--- START ---
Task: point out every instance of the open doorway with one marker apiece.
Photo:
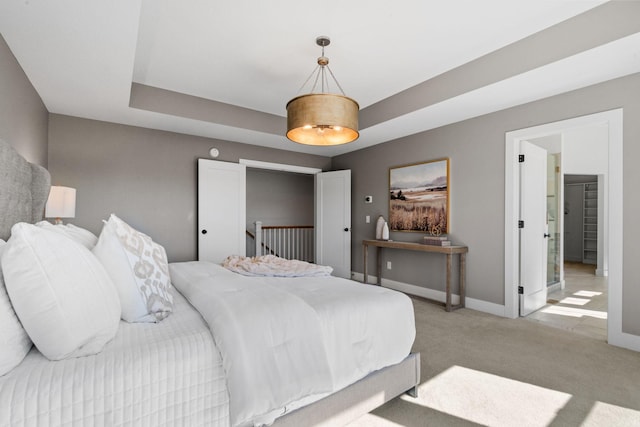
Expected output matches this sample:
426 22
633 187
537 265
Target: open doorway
608 157
580 303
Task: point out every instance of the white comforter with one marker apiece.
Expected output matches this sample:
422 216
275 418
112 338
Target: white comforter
288 341
152 374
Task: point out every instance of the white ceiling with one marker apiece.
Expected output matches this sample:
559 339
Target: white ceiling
83 56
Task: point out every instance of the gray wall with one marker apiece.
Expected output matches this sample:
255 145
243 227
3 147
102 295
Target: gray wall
23 116
147 177
476 148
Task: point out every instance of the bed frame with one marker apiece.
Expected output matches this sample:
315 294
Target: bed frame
24 189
--- END ---
Count of lines in the data above that contain the string "every": give this number and no other words.

5